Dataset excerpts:
++++++

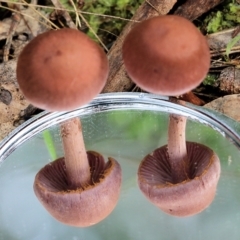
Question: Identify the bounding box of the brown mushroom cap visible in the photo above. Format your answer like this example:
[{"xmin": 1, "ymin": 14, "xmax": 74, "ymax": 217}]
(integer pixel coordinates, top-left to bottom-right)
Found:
[
  {"xmin": 17, "ymin": 28, "xmax": 108, "ymax": 111},
  {"xmin": 138, "ymin": 142, "xmax": 220, "ymax": 217},
  {"xmin": 34, "ymin": 151, "xmax": 122, "ymax": 227},
  {"xmin": 122, "ymin": 15, "xmax": 210, "ymax": 96}
]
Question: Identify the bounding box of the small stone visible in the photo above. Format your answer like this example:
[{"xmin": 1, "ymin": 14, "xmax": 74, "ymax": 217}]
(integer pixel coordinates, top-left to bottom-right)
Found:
[
  {"xmin": 204, "ymin": 94, "xmax": 240, "ymax": 122},
  {"xmin": 0, "ymin": 88, "xmax": 12, "ymax": 105},
  {"xmin": 219, "ymin": 67, "xmax": 240, "ymax": 94}
]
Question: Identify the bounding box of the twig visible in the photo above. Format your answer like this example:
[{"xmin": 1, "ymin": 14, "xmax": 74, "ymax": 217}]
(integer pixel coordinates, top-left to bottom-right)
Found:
[
  {"xmin": 0, "ymin": 4, "xmax": 58, "ymax": 31},
  {"xmin": 0, "ymin": 1, "xmax": 139, "ymax": 23},
  {"xmin": 78, "ymin": 13, "xmax": 108, "ymax": 52},
  {"xmin": 3, "ymin": 6, "xmax": 21, "ymax": 62},
  {"xmin": 68, "ymin": 0, "xmax": 81, "ymax": 28},
  {"xmin": 174, "ymin": 0, "xmax": 222, "ymax": 21},
  {"xmin": 51, "ymin": 0, "xmax": 77, "ymax": 29}
]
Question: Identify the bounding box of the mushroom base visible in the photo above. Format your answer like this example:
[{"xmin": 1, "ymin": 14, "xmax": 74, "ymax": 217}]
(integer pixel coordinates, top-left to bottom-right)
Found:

++++++

* About this exercise *
An exact reproduction of every record above is required, with no pictures included.

* Output below *
Question: Identify the bounding box of the brown mushroom cap visible in the photo above. Format your answer like this example:
[{"xmin": 1, "ymin": 14, "xmax": 74, "ymax": 217}]
(integer pixel coordinates, top-left to bottom-right)
Found:
[
  {"xmin": 17, "ymin": 28, "xmax": 108, "ymax": 111},
  {"xmin": 138, "ymin": 142, "xmax": 220, "ymax": 217},
  {"xmin": 34, "ymin": 151, "xmax": 122, "ymax": 227},
  {"xmin": 122, "ymin": 15, "xmax": 210, "ymax": 96}
]
Question: Identify the bounding box of the small stone visible in the photo above. Format your answer like this example:
[{"xmin": 1, "ymin": 14, "xmax": 74, "ymax": 217}]
(integer pixel coordinates, top-left to bottom-right)
Found:
[
  {"xmin": 204, "ymin": 94, "xmax": 240, "ymax": 122},
  {"xmin": 0, "ymin": 88, "xmax": 12, "ymax": 105},
  {"xmin": 219, "ymin": 67, "xmax": 240, "ymax": 94}
]
Question: Identify the bounding box of the twig visible in the photo above. Format your answer like this example:
[{"xmin": 1, "ymin": 14, "xmax": 74, "ymax": 217}]
(integer pixel coordinates, top-left to bottom-right)
Found:
[
  {"xmin": 0, "ymin": 4, "xmax": 58, "ymax": 31},
  {"xmin": 0, "ymin": 1, "xmax": 139, "ymax": 23},
  {"xmin": 78, "ymin": 13, "xmax": 108, "ymax": 52},
  {"xmin": 3, "ymin": 6, "xmax": 21, "ymax": 62},
  {"xmin": 68, "ymin": 0, "xmax": 81, "ymax": 28},
  {"xmin": 174, "ymin": 0, "xmax": 222, "ymax": 21},
  {"xmin": 51, "ymin": 0, "xmax": 77, "ymax": 29}
]
Question: Identify the bounding box of the mushroom base visible in the photo above. Format your answer like this example:
[{"xmin": 1, "ymin": 14, "xmax": 74, "ymax": 217}]
(integer pixel coordinates, top-left to bottom-right)
Found:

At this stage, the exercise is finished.